**Directions**.
Rescale the records starting with the line that contains "Seedling-scouting request: tag the blue sky" and going on through the end of the records, reproducing every line of that span, requests included. Multiply each point coordinate in the answers by 2.25 and round to the nearest whole number, with halves rounding up.

**Supplied data**.
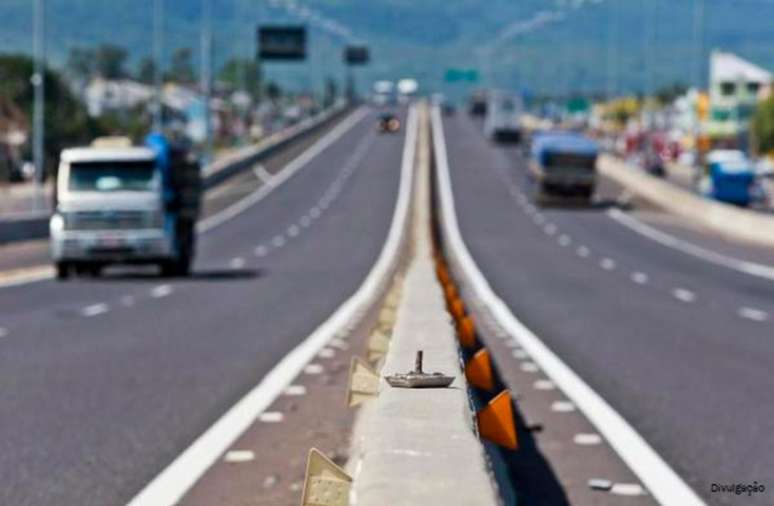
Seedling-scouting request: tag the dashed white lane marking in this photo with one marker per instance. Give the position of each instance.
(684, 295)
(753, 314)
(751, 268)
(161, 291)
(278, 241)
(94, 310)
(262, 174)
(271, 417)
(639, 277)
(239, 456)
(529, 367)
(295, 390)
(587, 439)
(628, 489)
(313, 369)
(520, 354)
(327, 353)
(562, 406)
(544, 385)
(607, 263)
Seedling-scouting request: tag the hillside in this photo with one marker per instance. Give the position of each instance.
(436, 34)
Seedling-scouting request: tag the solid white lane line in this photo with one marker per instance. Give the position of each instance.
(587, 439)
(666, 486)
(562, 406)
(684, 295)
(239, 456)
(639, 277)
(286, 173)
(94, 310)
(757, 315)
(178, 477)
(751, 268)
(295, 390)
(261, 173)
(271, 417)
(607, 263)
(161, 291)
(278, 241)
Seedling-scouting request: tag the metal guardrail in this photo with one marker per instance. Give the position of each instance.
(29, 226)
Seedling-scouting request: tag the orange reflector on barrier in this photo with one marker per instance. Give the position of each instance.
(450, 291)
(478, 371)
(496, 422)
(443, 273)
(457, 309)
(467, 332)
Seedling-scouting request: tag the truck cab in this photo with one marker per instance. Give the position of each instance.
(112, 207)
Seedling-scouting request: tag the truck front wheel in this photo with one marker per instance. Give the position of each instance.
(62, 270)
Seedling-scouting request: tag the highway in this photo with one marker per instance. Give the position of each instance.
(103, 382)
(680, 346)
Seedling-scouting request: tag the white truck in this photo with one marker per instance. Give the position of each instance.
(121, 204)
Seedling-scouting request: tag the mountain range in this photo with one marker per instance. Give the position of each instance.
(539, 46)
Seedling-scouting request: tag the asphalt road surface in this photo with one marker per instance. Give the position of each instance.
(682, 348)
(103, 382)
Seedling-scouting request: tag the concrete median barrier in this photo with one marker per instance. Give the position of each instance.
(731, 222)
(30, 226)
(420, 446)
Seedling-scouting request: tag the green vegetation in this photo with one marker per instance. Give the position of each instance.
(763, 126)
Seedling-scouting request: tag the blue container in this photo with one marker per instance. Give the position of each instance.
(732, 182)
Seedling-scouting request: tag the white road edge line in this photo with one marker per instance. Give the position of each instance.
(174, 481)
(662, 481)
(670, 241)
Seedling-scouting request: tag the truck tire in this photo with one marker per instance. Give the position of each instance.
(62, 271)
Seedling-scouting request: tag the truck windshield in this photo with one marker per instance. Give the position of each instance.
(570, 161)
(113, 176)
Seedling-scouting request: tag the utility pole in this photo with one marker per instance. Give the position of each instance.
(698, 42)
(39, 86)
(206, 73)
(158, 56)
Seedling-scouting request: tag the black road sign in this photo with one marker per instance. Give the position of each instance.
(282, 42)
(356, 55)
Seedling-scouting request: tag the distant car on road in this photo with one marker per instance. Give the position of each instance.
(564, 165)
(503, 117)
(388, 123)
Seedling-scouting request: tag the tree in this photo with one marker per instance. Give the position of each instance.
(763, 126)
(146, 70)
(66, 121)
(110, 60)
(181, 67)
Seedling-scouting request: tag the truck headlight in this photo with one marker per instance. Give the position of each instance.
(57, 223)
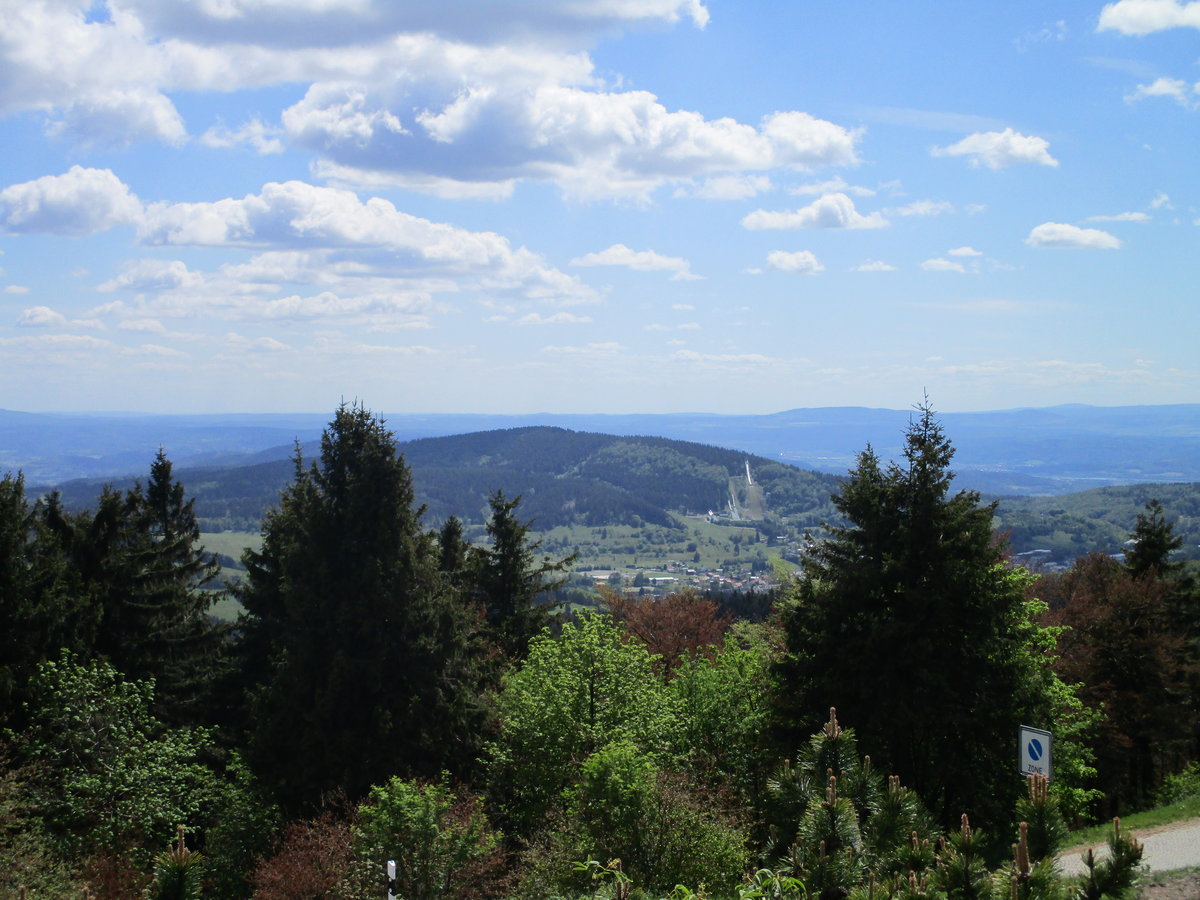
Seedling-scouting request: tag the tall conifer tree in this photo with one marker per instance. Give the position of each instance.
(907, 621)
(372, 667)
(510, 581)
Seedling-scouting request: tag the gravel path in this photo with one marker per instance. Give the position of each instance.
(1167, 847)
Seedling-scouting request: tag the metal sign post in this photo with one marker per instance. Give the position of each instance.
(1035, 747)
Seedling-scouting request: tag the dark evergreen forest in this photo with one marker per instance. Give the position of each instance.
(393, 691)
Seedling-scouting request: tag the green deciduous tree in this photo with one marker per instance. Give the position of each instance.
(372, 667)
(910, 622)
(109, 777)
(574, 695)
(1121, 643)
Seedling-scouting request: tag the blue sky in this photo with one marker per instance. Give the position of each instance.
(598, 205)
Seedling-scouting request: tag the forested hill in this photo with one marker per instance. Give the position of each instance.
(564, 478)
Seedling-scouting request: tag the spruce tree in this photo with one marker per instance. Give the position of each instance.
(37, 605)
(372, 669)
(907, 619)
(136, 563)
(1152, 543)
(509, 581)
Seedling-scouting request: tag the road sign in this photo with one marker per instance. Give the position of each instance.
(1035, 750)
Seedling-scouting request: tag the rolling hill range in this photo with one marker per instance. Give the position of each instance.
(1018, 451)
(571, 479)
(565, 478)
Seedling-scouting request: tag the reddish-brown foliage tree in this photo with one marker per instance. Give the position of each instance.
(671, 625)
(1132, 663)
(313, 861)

**Result**.
Seedling-scouting request: tag the blue sky in this photo with one marker per instance. Give the position of each instance.
(1346, 461)
Seedling-scouting request: tag the forested hill in this photo with one marker per instance. Give the position of each instance.
(1269, 1076)
Seedling-scouting request: tag the spruce tree in this photo with one marker per instance. Give the position of each instance.
(83, 1361)
(837, 1505)
(2041, 1393)
(306, 1267)
(2592, 1222)
(1145, 1307)
Seedling-scouting request: tag the road sign in this photo with one marker per instance. Give the position of each instance.
(2329, 1688)
Seedling-scouting request: tag the rolling hill range in this photo with one marker per instance. Give the position of each instance.
(2291, 1015)
(1285, 1078)
(1271, 1076)
Seedling-scouting request: tag the reddish-brown foliage tree in this photo with one marker per instance. Give the position of each instance.
(1510, 1406)
(2547, 1492)
(704, 1937)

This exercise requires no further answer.